>> START PASSAGE SHOWN

How much does this specific bond vector (like an N–H backbone bond) move around during the experiment?

The scale runs from 0 to 1:

S² value	What it means
1.0	The bond vector is completely rigid — it points in exactly the same direction in every conformation
≈ 0.85	Typical well-ordered backbone amide in a helix or β-sheet
0.4–0.7	Partially flexible — seen in surface loops, interdomain linkers
≈ 0.0	Isotropically disordered — the bond samples every direction equally (completely floppy)

Analogy: a weathervane vs. a spinning top

A weathervane that always points north has S² ≈ 1 (rigid). A spinning top wobbling in all directions has S² ≈ 0 (disordered). Most backbone amide groups are like a weathervane with a small range of wobble: they will mostly point one way, with small fluctuations.

How synth-nmr computes S² from a trajectory

For each backbone N–H bond in each frame of the trajectory, synth-nmr computes the unit vector pointing along the bond (a stick of length 1 pointing from N to H, regardless of actual bond length).

>> END PASSAGE SHOWN
>> START DATA RECORDS

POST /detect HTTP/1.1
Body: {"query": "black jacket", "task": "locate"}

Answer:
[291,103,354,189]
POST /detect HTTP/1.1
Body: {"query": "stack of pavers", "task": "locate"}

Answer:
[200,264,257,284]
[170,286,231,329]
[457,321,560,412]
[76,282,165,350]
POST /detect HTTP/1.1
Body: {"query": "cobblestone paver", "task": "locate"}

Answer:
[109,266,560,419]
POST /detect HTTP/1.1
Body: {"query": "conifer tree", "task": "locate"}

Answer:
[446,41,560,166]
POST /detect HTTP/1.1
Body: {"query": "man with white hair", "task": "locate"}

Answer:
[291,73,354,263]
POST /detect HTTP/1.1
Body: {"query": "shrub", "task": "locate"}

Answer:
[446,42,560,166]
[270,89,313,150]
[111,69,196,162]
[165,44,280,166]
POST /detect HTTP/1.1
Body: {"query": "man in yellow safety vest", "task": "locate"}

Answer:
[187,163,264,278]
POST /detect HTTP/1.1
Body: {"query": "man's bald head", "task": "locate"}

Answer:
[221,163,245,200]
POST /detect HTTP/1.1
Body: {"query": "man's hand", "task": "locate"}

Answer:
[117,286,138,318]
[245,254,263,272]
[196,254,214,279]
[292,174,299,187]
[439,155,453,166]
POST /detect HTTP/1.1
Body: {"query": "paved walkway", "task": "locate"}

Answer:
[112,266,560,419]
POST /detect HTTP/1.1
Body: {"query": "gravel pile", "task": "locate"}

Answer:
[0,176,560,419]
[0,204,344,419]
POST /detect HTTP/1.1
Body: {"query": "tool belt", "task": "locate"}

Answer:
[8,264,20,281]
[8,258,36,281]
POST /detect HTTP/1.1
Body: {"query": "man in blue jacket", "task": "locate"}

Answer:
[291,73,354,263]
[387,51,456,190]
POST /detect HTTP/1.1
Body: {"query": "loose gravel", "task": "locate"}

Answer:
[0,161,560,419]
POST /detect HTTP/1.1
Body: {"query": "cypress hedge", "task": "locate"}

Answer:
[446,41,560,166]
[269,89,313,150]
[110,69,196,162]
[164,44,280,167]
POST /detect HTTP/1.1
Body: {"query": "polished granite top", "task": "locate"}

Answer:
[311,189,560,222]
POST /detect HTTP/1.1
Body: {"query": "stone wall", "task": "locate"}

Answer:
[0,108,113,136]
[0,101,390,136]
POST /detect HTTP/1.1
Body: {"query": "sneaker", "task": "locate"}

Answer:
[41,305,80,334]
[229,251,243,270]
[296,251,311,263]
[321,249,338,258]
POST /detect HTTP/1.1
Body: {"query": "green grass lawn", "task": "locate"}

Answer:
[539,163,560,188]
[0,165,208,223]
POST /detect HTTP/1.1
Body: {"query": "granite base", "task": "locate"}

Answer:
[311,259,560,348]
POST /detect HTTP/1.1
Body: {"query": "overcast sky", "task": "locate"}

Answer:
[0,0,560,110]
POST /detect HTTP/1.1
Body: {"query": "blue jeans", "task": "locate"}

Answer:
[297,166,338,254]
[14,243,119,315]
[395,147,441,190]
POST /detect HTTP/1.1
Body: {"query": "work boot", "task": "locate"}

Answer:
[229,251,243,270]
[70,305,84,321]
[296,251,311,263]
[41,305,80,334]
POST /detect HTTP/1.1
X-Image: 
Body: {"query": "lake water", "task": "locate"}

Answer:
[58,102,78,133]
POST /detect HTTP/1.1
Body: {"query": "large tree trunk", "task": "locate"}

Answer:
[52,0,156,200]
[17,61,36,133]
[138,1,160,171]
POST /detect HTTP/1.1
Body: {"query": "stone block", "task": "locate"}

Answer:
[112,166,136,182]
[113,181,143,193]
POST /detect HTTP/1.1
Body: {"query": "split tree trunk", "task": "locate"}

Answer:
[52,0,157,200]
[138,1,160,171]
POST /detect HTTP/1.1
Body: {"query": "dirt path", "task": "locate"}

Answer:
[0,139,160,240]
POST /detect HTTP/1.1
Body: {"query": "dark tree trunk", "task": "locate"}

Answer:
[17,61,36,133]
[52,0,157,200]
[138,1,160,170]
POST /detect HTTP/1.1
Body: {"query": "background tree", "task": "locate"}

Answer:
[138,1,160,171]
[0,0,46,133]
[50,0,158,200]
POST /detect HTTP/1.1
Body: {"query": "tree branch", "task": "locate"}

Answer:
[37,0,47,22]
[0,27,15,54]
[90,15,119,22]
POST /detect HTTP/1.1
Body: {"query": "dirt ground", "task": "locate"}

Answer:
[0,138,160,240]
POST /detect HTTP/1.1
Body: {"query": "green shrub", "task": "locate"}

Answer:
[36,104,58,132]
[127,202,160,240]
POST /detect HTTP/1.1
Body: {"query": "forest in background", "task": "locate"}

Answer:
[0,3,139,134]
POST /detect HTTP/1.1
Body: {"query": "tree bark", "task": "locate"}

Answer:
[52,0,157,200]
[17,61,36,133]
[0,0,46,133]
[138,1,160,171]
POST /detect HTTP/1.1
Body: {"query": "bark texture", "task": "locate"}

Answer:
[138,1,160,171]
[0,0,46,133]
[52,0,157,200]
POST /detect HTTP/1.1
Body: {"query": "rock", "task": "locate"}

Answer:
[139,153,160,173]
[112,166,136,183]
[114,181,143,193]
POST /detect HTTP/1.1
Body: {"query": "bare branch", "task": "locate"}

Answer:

>> END DATA RECORDS

SHORT EXERCISE 1
Copy the part of the S² order parameter passage that opens with the words containing "How much does" and closes with "equally (completely floppy)".
SHORT EXERCISE 2
Continue the S² order parameter passage from the point where it stops.

EXERCISE RESPONSE 1
How much does this specific bond vector (like an N–H backbone bond) move around during the experiment?

The scale runs from 0 to 1:

S² value	What it means
1.0	The bond vector is completely rigid — it points in exactly the same direction in every conformation
≈ 0.85	Typical well-ordered backbone amide in a helix or β-sheet
0.4–0.7	Partially flexible — seen in surface loops, interdomain linkers
≈ 0.0	Isotropically disordered — the bond samples every direction equally (completely floppy)

EXERCISE RESPONSE 2
If the bond barely moves across frames, all these unit vectors point nearly the same direction. Their vector average will also point strongly in that direction, giving a large magnitude.

If the bond samples all directions, the unit vectors cancel out when averaged. Their vector average will be close to zero.

The order parameter is simply:

\[S^2 = |\langle \hat{\mu} \rangle|^2\]

the squared magnitude of the mean unit vector. No model fitting required — it is a direct geometric measurement from the trajectory.

Why not just measure the average angle?

Because angles do not average correctly for vectors. If a bond points left (180°) half the time and right (0°) half the time, the average angle would be 90° — but the bond is never at 90°! Averaging the vectors correctly captures the true distribution.

What can you do with this?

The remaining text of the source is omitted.